◆ **GIVEN PASSAGE**
The idea of planting a garden in the White House goes back to WWII when Eleanor Roosevelt planted a victory garden encouraging people to grow their own because the food supply was unpredictable. The chef Alice Waters from California, who I admire a lot, had proposed to Bill and Hillary Clinton to plant an organic garden in the White House. They flirted with the idea but they didn’t do it. The Obamas understand that modern times dictate that you need to eat locally, which means in your own garden, and healthfully. They are models of that. I think maybe he’s a little too extreme. I would like to see him eat something that would give him a little pleasure. She seems to enjoy her food more and you can tell. 

They are great Italian food fans, too.  
Yes, they are, as I am. But what I want Americans to understand that while I love Italian food more than anything else, we live in America. So I would recommend following Italian models, but sometimes the models mean eating the fish that you find in the Atlantic, Pacific or the Gulf of Mexico or in lakes or rivers; and eating vegetables that are grown here. Now there are many products such as pasta, olive oil, beautiful espresso coffee, wine and many things that come from Italy that we do not do as well. I always wanted to buy those things; but I would not encourage people to buy water from elsewhere in the world, when we can keep our own water pure and drink it locally.

That’s just better for the environment. Anyone who loves their children, and loves other people’s children, has to respect the environment. Even though I don’t have children I understand the importance of their future. Americans understand that to some degree but they have not yet learned how to completely respect the environment in relation to our children’s future. The Obamas understand this, but they don’t have a background in this.

Italians, who live in a densely populated country, and who have had to live on what’s nearby, have understood this for thousands of years. That’s why I love and respect the Italian model of eating. And I think what the Obamas are trying to do is emulate that. The fact that Italian food tastes so good and has so much knowledge behind it is another good thing to emulate. So Italian food, whenever possible, should also be augmented by other local products.

◆ **DATA EXCERPT**
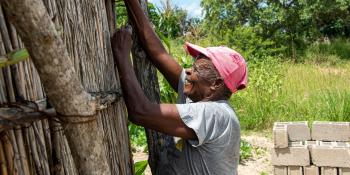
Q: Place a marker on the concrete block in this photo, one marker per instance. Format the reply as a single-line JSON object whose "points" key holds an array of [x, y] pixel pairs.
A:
{"points": [[295, 170], [280, 170], [280, 136], [331, 154], [297, 154], [328, 171], [344, 171], [311, 170], [310, 143], [298, 131], [331, 131]]}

◆ **PROMPT**
Quote the stretch of the interview on the White House garden and Italian eating from "They are great" through "drink it locally.".

◆ **EXERCISE OUTPUT**
They are great Italian food fans, too.  
Yes, they are, as I am. But what I want Americans to understand that while I love Italian food more than anything else, we live in America. So I would recommend following Italian models, but sometimes the models mean eating the fish that you find in the Atlantic, Pacific or the Gulf of Mexico or in lakes or rivers; and eating vegetables that are grown here. Now there are many products such as pasta, olive oil, beautiful espresso coffee, wine and many things that come from Italy that we do not do as well. I always wanted to buy those things; but I would not encourage people to buy water from elsewhere in the world, when we can keep our own water pure and drink it locally.